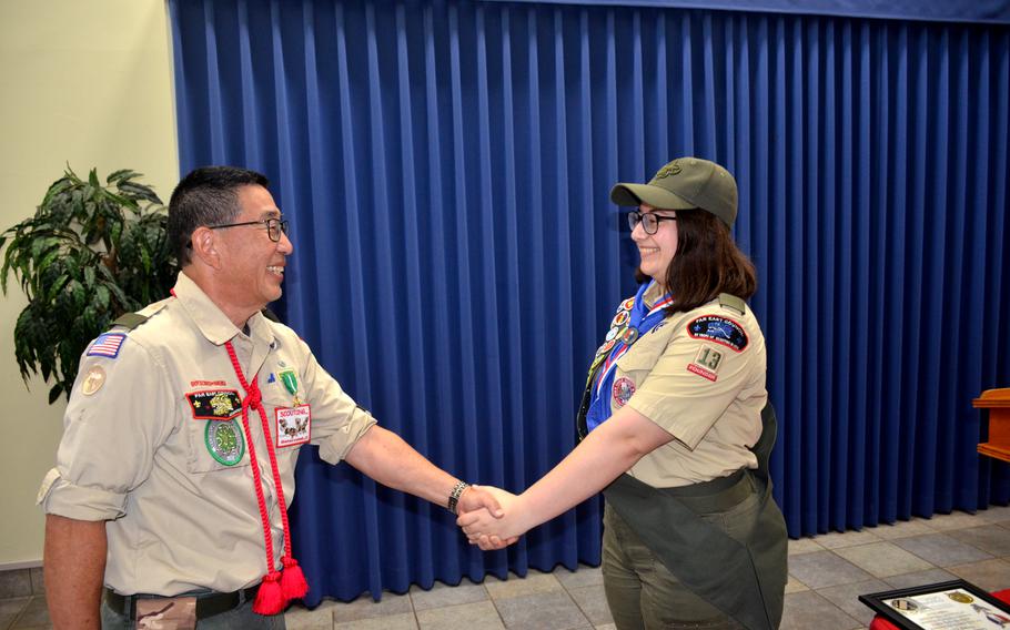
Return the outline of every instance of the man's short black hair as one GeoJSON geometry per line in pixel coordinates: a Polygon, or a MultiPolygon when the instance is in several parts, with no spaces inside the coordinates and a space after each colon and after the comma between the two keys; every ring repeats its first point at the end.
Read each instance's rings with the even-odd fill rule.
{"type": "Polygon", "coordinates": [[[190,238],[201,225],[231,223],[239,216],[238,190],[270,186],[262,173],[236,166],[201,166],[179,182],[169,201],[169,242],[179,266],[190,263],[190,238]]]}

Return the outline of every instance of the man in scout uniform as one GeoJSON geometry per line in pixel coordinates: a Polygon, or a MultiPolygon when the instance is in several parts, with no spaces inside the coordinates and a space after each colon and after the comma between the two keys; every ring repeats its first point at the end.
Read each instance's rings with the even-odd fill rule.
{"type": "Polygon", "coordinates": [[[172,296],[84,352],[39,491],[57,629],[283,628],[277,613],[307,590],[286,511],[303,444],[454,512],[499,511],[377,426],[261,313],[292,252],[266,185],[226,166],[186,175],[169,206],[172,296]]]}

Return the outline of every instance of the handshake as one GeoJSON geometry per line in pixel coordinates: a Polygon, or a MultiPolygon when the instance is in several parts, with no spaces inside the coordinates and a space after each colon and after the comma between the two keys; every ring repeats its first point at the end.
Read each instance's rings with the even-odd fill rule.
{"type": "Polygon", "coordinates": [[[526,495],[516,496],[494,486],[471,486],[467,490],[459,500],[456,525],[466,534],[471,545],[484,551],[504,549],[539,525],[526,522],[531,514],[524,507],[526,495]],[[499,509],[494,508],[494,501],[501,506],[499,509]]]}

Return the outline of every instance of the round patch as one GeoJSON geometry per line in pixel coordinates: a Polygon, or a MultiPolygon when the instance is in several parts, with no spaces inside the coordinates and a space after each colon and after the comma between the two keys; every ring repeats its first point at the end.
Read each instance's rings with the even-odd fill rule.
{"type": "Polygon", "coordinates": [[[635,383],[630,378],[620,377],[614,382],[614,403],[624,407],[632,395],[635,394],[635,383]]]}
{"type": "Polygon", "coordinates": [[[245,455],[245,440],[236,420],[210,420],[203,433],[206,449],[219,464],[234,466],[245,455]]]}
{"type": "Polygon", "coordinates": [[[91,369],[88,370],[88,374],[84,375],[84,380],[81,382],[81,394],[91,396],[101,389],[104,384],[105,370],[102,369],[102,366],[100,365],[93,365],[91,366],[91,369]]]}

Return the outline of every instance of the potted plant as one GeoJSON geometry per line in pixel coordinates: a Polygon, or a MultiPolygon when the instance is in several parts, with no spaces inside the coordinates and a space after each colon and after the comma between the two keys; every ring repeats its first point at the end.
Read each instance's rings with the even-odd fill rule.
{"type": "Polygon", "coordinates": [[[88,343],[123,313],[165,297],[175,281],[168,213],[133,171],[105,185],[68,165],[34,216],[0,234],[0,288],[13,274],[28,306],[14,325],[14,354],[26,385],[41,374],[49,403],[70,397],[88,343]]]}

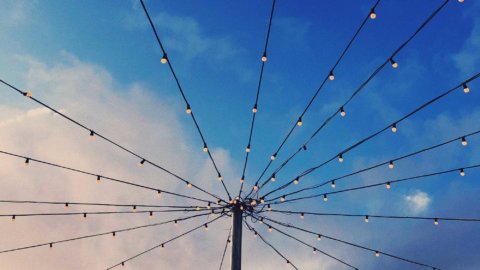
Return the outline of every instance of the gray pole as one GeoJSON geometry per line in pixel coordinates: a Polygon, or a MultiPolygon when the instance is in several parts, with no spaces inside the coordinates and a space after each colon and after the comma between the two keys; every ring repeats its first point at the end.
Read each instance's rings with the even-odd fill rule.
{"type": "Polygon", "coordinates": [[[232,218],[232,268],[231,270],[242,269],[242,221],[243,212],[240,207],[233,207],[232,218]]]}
——
To do — Reproduce every line of the records with "even-odd fill rule" swapped for "nonzero fill rule" and everything else unchanged. Leave out the pictures.

Solution to this problem —
Return the outline of every instance of the man's short black hair as one GeoJSON geometry per line in pixel coordinates: a Polygon, or a MultiPolygon when the instance is in several parts, with no spaces inside the coordinates and a space after each colon and after the comma between the two keys; every ring repeats its first point at the end.
Read each instance's rings with the nonzero fill rule.
{"type": "Polygon", "coordinates": [[[190,238],[201,225],[231,223],[239,216],[238,190],[270,186],[262,173],[236,166],[201,166],[179,182],[169,201],[169,242],[179,266],[190,263],[190,238]]]}

Return the outline of every instance of the man in scout uniform as one GeoJSON geometry per line in pixel coordinates: a Polygon, or a MultiPolygon when the instance is in several parts, with no spaces inside the coordinates and a space after each colon and after the comma between the two keys; every ring repeats its first point at the end.
Read each instance's rings with the nonzero fill rule.
{"type": "Polygon", "coordinates": [[[172,296],[84,352],[39,491],[57,629],[283,628],[277,613],[307,590],[286,511],[303,444],[454,512],[499,511],[377,426],[261,313],[292,252],[266,185],[226,166],[186,175],[169,206],[172,296]]]}

Return the outline of every instance of the handshake as one GeoJSON geometry per line in pixel coordinates: a Polygon, or a MultiPolygon when the instance is in several parts, with no spaces inside the coordinates and a space after each colon and after the comma between the two keys; every ring repeats its first point at the end.
Read each instance's rings with the nonzero fill rule.
{"type": "Polygon", "coordinates": [[[526,495],[516,496],[494,486],[471,486],[467,490],[459,500],[456,525],[466,534],[471,545],[484,551],[504,549],[539,525],[526,522],[531,514],[524,507],[526,495]],[[499,509],[494,508],[494,501],[501,506],[499,509]]]}

Return the outline of every instance of the round patch as one GeoJSON geometry per line in pixel coordinates: a Polygon, or a MultiPolygon when the instance is in several parts, with no spaces inside the coordinates and a space after each colon and after the comma between the two keys; every ring repeats its first point at the end.
Read each instance's rings with the nonzero fill rule.
{"type": "Polygon", "coordinates": [[[635,383],[630,378],[620,377],[614,382],[614,403],[624,407],[632,395],[635,394],[635,383]]]}
{"type": "Polygon", "coordinates": [[[245,455],[245,440],[236,420],[210,420],[203,433],[206,449],[219,464],[234,466],[245,455]]]}
{"type": "Polygon", "coordinates": [[[91,369],[88,370],[88,374],[84,375],[84,380],[81,382],[81,394],[91,396],[101,389],[104,384],[105,370],[102,369],[102,366],[100,365],[93,365],[91,366],[91,369]]]}

Return the outline of every instance of the potted plant as one GeoJSON geometry per line in pixel coordinates: a Polygon, or a MultiPolygon when the instance is in several parts, with no spaces inside the coordinates and a space after each colon and after the comma between the two keys; every ring repeats its first point at the end.
Read each instance's rings with the nonzero fill rule.
{"type": "Polygon", "coordinates": [[[88,343],[123,313],[165,297],[175,281],[168,213],[133,171],[105,185],[68,165],[34,216],[0,234],[0,288],[13,274],[28,306],[14,325],[14,354],[26,385],[41,374],[49,403],[70,397],[88,343]]]}

Return the outline of every instance of the gray pole as one GeoJSON geometry per line in pixel coordinates: a Polygon, or a MultiPolygon when the instance is in several parts, with no spaces inside the coordinates and a space after each colon and after the comma between the two keys; every ring repeats its first point at the end.
Read each instance's rings with the nonzero fill rule.
{"type": "Polygon", "coordinates": [[[232,218],[232,268],[231,270],[242,269],[242,221],[243,212],[240,207],[233,207],[232,218]]]}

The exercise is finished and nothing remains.